## DATA RECORDS
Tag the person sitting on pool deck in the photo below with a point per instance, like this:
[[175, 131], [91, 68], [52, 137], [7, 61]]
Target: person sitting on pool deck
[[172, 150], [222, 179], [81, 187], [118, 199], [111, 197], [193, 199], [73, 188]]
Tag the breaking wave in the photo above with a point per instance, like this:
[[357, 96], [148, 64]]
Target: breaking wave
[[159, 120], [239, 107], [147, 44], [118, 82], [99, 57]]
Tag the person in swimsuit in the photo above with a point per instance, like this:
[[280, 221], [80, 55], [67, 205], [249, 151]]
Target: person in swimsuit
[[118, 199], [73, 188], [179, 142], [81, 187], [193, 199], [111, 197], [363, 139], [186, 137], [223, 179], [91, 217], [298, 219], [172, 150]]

## WHAT THIS TASK INVOLVES
Copy out, character for character, the part of the items that begins with the line containing "Tag the breaking" and continues through the last line of the items, including both of those lines.

## RESULT FOR THIS TASK
Tag the breaking wave in the photo above with a point per instance, like this:
[[357, 96], [148, 64]]
Target: breaking wave
[[159, 120], [239, 107], [147, 44], [118, 82], [99, 57]]
Tag the person in swimsuit in the photo above with a point per instance, like this:
[[280, 221], [80, 55], [67, 205], [249, 151]]
Target: person in swimsuit
[[118, 199], [73, 188], [179, 142], [81, 187], [193, 199], [111, 197], [363, 139], [186, 137], [223, 179], [91, 217], [298, 219], [172, 150]]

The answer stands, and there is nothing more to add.